01 Oct Let’s Revisit Health Savings Accounts (HSA)
The health savings account (HSA) is just one of many possible health plans that you could use. I’m writing about the HSA here to alert you to some of its benefits for you personally—or for you and your employees, if you implement an HSA plan in your business.
Here’s a very tight summary of how the HSA works:
- Deduct the health insurance cost. To enable the HSA, your health insurance must be a high-deductible health insurance policy. Sole proprietors, partners, and S corporation owners can qualify to deduct this high-deductible insurance on page 1 of Form 1040. (The page 1 Form 1040 deduction does not suffer the 10 percent haircut that applies to itemized medical deductions.) Also, you generally can deduct the cost of this insurance without having to cover the employees, too.
- Deduct the HSA contribution. For 2017, you can make a deductible HSA contribution of up to $3,400 if you have qualifying self-only coverage or up to $6,750 if you have qualifying family coverage (anything other than self-only coverage). The deduction for the contribution is above the line, so it does not suffer from phaseouts and it’s deductible whether you itemize or not. And, as with the insurance, you likely could set this up for yourself without having to cover your employees.
- Tax-deferred earnings. The monies accumulated in your HSA grow and compound tax deferred (even tax-free if you withdraw correctly).
- Tax-free withdrawals. Withdrawals from your HSA are tax-free when you use the monies to pay for qualified medical expenses. You can’t pay your high-deductible premiums with HSA funds. But once you reach Medicare age, you can use the withdrawals for Medicare premiums in addition to other qualified medical expenses. If the HSA still has a balance when you die, your surviving spouse can take over the account tax-free and treat it as his or her own, as long as you have named your spouse as the beneficiary of the account.
- Retirement withdrawals. You can make your HSA work like a traditional IRA after reaching Medicare age. To make this happen, you just withdraw funds from the HSA and don’t use them for medical expenses. This triggers the federal income tax but no penalties. (However, the use of the accumulated funds for Medicare premiums and other medical expenses means tax-free use—we like this a lot better than taxable use.)
One final point: you don’t lose the HSA contribution privilege just because you happen to be a high earner.

◆ **Exercise**:
Copy the stretch of the text on health savings accounts from "01 Oct Let’s" through "in your business.", word for word.

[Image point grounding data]
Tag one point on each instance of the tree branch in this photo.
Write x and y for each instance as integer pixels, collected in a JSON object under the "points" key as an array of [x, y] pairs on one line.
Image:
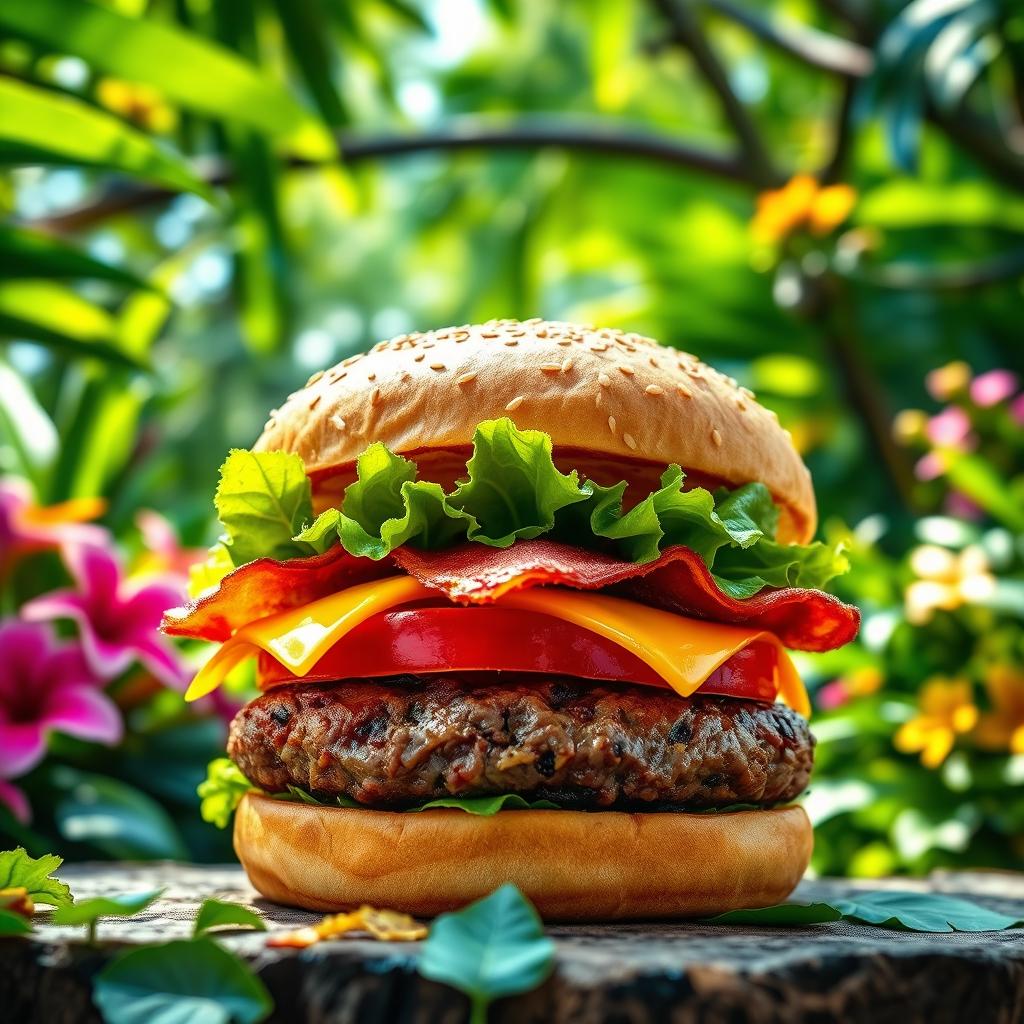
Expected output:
{"points": [[813, 47], [686, 33], [530, 133]]}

◆ **The answer**:
01 Oct Let’s Revisit Health Savings Accounts (HSA)
The health savings account (HSA) is just one of many possible health plans that you could use. I’m writing about the HSA here to alert you to some of its benefits for you personally—or for you and your employees, if you implement an HSA plan in your business.